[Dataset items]
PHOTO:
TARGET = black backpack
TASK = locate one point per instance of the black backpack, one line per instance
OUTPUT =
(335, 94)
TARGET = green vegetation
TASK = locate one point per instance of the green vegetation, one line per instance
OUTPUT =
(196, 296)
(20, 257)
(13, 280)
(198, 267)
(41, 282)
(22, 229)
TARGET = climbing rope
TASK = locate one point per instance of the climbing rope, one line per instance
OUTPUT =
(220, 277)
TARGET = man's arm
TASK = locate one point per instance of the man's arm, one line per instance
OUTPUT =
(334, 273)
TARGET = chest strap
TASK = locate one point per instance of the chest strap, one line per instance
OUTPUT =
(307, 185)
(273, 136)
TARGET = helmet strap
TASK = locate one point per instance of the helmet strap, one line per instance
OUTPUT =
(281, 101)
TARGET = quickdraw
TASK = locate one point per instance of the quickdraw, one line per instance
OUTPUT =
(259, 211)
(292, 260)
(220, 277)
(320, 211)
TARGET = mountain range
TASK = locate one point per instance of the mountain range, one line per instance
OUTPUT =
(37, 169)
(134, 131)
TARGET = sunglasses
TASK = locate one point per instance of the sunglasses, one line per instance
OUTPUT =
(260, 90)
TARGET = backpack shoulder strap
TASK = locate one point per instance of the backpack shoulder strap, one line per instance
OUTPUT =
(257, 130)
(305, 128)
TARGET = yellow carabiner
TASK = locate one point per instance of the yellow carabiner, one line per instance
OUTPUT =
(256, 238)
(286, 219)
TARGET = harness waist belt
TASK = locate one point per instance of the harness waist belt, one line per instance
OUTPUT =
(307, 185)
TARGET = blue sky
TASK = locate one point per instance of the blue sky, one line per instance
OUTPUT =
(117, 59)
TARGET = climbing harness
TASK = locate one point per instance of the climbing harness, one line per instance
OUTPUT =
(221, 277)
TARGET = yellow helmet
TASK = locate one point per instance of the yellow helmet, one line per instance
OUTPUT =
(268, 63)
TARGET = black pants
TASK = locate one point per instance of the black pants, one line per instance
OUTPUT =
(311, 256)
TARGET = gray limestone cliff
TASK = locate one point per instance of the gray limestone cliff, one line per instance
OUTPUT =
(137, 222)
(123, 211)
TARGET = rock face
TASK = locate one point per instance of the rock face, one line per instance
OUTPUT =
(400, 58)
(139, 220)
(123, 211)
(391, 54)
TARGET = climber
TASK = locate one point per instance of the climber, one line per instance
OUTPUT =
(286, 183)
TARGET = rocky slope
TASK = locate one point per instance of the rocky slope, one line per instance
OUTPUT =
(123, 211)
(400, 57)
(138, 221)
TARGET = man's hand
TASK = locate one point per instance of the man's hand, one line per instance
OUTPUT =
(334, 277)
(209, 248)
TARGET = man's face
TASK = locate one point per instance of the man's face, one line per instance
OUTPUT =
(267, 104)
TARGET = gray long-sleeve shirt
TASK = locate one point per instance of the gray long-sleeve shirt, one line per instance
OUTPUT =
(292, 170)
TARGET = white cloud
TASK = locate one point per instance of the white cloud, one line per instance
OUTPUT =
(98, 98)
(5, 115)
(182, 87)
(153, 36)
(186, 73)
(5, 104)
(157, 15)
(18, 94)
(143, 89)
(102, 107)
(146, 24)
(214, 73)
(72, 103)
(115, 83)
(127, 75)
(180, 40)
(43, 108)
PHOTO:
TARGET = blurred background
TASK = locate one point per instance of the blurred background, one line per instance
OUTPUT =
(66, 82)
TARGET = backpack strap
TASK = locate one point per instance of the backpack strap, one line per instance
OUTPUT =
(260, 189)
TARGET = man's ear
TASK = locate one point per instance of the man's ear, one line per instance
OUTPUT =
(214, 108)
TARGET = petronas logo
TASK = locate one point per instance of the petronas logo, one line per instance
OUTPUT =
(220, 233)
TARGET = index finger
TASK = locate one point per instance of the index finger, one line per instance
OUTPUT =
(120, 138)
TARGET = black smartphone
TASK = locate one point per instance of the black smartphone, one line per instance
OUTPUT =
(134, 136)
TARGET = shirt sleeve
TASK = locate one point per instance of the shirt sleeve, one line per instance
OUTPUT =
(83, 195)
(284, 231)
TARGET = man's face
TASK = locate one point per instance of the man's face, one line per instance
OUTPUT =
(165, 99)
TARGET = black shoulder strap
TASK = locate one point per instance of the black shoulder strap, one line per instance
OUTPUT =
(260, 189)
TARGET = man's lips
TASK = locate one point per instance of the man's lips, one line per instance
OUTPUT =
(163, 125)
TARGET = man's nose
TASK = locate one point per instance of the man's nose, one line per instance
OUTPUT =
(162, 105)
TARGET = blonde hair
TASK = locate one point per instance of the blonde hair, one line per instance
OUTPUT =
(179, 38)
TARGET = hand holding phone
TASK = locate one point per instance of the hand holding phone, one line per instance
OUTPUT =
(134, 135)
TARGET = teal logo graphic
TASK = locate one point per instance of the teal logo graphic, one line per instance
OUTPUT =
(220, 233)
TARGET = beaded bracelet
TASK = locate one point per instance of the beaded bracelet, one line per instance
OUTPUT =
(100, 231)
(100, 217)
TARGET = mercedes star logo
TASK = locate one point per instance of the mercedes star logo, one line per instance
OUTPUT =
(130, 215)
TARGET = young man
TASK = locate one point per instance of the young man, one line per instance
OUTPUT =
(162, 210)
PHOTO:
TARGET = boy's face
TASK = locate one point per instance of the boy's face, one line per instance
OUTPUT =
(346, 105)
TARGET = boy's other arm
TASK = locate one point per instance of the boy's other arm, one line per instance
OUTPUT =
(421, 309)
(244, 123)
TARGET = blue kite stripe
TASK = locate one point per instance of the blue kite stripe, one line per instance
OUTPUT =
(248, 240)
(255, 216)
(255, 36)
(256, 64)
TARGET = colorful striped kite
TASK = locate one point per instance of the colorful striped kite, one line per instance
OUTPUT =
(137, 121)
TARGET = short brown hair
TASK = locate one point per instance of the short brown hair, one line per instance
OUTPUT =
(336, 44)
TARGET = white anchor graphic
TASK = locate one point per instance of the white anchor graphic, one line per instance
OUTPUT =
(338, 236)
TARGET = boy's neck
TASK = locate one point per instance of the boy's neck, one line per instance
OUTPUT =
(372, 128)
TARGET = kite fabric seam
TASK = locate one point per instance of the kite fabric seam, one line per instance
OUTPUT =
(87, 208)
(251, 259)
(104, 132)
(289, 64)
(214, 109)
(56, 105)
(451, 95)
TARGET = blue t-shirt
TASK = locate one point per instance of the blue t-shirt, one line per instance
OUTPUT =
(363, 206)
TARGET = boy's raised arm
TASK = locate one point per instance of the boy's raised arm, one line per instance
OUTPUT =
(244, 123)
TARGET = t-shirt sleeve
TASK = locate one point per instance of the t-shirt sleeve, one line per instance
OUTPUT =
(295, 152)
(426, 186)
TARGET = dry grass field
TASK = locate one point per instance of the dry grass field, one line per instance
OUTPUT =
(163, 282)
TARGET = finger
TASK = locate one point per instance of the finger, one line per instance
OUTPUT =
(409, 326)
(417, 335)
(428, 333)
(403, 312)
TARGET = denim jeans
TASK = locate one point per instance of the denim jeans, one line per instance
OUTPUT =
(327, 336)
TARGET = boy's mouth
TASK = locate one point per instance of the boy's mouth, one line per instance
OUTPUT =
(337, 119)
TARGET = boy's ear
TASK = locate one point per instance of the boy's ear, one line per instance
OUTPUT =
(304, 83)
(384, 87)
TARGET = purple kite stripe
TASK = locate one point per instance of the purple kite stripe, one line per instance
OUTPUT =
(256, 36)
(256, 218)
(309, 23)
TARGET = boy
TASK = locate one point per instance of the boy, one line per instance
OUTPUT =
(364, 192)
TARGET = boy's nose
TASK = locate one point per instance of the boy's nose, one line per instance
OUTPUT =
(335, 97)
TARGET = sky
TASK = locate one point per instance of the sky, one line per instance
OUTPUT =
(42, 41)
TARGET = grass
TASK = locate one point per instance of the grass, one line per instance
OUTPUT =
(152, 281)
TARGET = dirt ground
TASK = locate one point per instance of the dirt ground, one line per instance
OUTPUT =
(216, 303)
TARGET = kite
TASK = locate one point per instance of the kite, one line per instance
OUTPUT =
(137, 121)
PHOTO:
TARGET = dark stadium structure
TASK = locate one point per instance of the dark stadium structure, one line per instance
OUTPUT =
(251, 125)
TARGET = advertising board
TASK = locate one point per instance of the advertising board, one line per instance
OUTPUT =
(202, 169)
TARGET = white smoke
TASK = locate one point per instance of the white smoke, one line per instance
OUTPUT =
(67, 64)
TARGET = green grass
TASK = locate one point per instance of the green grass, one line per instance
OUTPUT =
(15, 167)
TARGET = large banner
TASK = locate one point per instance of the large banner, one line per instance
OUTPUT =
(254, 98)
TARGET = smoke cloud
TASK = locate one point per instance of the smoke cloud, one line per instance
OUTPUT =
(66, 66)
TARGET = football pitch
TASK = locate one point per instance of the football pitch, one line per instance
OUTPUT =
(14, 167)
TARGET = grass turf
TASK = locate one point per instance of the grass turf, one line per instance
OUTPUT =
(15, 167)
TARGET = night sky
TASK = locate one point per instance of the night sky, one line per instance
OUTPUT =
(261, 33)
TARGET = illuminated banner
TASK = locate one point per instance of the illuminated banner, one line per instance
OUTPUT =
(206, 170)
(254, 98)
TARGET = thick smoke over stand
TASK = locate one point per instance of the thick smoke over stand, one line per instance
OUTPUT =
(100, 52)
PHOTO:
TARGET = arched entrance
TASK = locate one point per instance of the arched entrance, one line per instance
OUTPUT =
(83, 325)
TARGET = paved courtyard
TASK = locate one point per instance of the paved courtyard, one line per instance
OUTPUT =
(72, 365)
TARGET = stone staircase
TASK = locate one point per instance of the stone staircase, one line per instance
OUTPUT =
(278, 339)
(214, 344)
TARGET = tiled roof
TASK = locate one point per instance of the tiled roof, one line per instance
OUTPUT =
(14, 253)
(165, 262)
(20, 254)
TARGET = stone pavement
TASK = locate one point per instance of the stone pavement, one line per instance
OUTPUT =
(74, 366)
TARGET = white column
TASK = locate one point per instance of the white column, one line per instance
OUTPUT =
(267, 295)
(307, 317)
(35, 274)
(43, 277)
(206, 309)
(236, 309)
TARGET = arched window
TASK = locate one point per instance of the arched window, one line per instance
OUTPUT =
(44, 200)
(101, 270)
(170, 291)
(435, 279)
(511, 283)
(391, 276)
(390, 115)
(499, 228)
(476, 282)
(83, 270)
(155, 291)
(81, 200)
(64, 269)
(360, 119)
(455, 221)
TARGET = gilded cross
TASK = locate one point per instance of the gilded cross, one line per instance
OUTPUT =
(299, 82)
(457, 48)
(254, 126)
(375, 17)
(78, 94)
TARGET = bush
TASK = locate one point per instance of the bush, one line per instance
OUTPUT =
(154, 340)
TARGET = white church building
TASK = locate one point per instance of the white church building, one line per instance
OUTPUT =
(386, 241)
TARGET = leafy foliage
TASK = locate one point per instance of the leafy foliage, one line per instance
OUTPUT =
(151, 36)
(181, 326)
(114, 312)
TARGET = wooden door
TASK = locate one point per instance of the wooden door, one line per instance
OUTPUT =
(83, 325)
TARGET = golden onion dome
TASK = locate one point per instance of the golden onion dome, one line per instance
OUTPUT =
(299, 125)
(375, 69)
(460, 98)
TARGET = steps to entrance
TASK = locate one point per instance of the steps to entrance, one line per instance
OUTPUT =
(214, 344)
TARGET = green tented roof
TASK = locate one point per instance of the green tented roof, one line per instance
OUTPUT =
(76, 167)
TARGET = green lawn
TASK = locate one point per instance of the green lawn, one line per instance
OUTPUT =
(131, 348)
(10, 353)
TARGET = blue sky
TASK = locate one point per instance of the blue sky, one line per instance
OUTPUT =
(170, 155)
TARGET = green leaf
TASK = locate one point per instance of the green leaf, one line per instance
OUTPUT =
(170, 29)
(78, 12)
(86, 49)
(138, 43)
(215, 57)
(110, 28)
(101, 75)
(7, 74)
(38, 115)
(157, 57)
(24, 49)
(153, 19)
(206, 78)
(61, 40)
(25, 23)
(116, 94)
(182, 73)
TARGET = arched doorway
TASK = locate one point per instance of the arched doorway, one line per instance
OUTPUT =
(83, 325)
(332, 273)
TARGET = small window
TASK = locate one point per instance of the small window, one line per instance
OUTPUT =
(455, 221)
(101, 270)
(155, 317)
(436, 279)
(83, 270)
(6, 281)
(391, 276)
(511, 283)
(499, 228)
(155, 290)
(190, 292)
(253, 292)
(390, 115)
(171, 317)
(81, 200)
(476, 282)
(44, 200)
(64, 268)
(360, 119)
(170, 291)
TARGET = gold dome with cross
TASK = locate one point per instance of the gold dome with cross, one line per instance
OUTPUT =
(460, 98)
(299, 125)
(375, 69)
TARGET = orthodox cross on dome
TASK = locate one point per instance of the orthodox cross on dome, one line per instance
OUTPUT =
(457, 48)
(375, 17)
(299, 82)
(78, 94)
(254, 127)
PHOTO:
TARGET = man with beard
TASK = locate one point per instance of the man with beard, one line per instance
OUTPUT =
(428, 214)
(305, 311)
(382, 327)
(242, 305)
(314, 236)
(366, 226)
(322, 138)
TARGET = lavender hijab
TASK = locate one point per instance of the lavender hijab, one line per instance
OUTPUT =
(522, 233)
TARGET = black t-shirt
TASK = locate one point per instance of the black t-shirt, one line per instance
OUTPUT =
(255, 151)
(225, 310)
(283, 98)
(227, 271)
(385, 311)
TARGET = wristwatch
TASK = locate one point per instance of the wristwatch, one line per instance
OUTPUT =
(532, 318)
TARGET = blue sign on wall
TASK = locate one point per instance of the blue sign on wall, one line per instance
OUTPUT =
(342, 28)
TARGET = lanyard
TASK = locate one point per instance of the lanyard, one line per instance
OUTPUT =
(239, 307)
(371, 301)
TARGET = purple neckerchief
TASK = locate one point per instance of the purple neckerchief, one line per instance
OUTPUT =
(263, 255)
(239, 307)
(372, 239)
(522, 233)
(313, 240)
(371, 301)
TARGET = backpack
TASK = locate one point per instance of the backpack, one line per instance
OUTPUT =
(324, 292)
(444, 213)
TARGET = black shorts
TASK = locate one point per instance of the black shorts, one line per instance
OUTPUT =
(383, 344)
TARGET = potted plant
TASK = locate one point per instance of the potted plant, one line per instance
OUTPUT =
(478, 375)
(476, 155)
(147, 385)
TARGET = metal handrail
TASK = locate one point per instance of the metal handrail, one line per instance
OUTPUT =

Activity:
Where in the entries does the word "waist" occur? Copy out each line that has it.

Problem solution:
TARGET = harness waist belt
TASK = locate one point per instance of the harness waist belt, one line per instance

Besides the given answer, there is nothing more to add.